## PROBLEM DESCRIPTION
Transcribe exactly the line containing "Query: shovel" and the remaining lines of the listing below, through the very last.

## ENTRIES PROVIDED
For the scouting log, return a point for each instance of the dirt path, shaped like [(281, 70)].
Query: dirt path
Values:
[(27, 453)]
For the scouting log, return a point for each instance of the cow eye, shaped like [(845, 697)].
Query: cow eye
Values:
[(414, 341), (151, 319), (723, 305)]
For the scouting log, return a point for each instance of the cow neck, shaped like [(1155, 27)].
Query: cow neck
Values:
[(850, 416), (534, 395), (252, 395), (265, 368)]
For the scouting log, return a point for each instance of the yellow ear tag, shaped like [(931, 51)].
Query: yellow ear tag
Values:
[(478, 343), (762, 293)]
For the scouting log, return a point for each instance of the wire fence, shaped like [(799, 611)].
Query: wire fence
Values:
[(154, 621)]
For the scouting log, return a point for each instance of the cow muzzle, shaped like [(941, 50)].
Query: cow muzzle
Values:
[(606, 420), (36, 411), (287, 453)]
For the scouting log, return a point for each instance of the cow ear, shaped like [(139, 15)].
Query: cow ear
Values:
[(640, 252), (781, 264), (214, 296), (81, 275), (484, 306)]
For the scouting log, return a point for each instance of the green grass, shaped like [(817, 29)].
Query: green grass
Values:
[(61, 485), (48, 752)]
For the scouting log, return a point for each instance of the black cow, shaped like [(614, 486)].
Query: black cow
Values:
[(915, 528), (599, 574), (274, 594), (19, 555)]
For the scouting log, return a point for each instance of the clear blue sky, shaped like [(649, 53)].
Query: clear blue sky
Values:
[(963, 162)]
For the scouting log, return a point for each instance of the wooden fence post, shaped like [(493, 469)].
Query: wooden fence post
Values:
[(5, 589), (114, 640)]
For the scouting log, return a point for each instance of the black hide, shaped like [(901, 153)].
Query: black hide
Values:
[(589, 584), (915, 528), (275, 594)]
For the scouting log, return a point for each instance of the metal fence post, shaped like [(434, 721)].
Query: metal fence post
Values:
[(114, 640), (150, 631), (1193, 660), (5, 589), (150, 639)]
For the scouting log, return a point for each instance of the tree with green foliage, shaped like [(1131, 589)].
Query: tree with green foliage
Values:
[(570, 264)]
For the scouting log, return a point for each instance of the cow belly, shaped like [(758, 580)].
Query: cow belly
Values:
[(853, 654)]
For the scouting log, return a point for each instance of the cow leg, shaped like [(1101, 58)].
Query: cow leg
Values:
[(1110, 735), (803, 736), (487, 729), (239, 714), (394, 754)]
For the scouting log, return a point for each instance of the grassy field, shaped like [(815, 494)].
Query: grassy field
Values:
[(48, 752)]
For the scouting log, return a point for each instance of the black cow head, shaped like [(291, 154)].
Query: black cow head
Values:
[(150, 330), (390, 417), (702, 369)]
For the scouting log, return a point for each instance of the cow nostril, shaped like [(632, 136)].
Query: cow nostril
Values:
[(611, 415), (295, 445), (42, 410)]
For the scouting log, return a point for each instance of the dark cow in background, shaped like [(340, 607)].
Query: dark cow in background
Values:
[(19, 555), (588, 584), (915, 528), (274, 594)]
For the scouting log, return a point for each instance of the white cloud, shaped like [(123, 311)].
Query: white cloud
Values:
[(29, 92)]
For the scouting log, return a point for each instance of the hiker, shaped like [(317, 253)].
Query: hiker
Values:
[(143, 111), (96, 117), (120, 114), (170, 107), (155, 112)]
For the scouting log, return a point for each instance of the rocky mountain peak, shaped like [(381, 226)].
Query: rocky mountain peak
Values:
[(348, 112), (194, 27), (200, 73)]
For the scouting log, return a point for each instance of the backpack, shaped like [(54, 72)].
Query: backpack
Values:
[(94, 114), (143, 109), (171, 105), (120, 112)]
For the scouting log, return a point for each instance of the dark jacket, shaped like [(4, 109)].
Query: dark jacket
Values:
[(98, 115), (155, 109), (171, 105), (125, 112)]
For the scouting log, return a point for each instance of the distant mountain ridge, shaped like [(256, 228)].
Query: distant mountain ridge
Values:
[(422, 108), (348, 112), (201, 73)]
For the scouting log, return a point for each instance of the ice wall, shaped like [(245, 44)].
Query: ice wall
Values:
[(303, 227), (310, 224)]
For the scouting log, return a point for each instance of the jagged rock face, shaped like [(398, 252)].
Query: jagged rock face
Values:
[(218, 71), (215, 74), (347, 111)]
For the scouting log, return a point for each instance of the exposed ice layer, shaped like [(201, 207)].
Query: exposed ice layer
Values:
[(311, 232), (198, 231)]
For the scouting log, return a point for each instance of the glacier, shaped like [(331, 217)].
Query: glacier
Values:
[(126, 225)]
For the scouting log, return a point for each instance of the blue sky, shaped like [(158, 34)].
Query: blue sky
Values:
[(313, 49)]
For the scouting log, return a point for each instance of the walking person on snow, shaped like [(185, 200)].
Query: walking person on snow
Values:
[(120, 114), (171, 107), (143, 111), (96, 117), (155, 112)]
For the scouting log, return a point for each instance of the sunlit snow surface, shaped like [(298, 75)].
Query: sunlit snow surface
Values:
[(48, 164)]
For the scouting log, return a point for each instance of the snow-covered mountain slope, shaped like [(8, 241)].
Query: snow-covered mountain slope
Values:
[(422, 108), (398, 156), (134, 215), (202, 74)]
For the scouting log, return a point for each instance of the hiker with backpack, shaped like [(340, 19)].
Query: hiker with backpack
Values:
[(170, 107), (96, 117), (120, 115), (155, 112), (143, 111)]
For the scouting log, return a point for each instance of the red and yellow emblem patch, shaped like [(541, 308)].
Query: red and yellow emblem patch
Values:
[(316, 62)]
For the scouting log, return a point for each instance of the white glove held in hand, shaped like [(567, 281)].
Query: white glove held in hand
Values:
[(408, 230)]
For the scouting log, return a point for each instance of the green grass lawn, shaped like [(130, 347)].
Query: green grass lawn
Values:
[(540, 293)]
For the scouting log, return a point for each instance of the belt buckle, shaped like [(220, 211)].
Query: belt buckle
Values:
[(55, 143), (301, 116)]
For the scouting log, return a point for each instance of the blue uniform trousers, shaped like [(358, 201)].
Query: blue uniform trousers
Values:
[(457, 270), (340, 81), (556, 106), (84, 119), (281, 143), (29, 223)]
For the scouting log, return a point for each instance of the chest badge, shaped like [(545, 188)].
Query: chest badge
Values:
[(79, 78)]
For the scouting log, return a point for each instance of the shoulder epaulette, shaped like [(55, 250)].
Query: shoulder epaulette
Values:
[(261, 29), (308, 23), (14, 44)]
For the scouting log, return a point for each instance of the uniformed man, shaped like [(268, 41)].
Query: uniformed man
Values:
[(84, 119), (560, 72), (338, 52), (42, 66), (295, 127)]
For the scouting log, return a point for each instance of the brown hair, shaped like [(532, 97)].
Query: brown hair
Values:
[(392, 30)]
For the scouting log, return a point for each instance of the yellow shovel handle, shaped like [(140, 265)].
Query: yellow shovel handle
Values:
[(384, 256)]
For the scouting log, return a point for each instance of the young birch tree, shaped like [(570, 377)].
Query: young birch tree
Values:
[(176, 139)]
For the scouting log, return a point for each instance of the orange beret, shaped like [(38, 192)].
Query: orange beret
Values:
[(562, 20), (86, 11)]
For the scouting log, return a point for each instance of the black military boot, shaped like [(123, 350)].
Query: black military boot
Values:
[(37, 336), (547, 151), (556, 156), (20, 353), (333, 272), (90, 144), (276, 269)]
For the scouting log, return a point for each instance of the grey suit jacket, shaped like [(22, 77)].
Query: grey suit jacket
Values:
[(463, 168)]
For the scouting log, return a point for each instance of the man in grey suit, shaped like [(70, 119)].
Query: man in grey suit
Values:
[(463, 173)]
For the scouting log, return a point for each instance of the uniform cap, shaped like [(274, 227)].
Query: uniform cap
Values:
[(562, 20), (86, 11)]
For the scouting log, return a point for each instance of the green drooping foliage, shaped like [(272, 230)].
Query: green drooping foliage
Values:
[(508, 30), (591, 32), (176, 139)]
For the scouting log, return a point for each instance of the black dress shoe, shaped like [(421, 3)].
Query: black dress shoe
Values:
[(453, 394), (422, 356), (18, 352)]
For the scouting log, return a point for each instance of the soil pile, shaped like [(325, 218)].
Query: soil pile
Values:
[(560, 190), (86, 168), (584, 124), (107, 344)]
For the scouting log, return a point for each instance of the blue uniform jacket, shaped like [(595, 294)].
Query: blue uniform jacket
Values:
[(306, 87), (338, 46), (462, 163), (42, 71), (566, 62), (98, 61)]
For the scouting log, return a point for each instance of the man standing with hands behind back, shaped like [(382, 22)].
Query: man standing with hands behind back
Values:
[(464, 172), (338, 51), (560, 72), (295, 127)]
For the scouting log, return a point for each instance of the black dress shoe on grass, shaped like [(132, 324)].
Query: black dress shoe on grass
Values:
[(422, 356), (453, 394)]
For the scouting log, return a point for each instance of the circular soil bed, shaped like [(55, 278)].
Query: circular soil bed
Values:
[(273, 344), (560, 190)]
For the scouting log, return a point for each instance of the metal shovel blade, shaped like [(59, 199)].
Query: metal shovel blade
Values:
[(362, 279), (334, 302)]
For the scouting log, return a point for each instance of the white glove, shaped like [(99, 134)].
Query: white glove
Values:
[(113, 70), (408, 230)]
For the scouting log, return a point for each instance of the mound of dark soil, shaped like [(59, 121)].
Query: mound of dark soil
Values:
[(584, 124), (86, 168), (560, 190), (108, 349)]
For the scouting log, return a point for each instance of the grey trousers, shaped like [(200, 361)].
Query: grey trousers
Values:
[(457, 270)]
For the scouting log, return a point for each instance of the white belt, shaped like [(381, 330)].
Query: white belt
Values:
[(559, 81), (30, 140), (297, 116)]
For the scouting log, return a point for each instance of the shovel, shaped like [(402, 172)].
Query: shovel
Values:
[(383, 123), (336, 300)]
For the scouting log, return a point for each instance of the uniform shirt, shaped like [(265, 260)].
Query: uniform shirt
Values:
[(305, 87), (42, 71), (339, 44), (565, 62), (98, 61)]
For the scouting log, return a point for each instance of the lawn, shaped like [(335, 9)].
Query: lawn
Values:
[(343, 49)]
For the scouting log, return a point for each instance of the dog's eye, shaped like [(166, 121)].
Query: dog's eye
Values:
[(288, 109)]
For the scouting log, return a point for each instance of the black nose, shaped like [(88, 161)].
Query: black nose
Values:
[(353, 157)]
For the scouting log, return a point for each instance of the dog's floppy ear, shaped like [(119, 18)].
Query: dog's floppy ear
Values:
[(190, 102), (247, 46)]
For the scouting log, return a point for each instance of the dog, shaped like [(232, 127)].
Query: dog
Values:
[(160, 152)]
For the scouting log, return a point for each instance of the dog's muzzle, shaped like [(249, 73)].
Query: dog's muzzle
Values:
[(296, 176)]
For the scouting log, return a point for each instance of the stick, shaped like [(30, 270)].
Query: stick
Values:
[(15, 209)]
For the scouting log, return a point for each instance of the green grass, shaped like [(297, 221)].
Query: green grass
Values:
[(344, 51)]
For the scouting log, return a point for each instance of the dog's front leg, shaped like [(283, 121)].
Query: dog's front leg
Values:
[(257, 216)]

## REPLY
Query: shovel
Values:
[(383, 123), (336, 300)]
For the scouting log, return a point for each instance of the uniform shirt, shaped like [(265, 260)].
Query: uniform shirt
Values:
[(305, 87), (42, 71), (339, 44), (565, 62), (98, 61)]
For the scouting log, return a point for each instance of the lawn, shaped like [(335, 9)].
Query: lawn
Values:
[(343, 49)]
For the scouting log, return a point for each instance of the dog's eye, shaped like [(166, 121)].
Query: dog's eye
Values:
[(288, 109)]
For the scouting log, return a point for each instance of the black nose, shaped like [(88, 161)].
Query: black nose
Values:
[(353, 157)]
For the scouting log, return a point for each instance of the dog's floppy ear, shaped like [(119, 18)].
Query: dog's floppy ear
Values:
[(190, 102), (247, 46)]
For the scouting log, return a point for each instance of the dog, shaped like [(232, 127)].
Query: dog
Values:
[(160, 152)]
For the scouting log, return a point for each instance of the dog's muzzle, shaped like [(249, 73)].
Query: dog's muzzle
Values:
[(296, 176)]
For the scouting log, return a point for each instance of the stick, shaped like [(30, 270)].
Query: stick
Values:
[(15, 209)]
For the scouting log, return a point for each instance of the green grass, shaped like [(297, 221)].
Query: green grass
Values:
[(344, 51)]
For the scouting log, return a point for each instance of the dog's front leg, shaped like [(283, 121)].
Query: dog's front leg
Values:
[(257, 216)]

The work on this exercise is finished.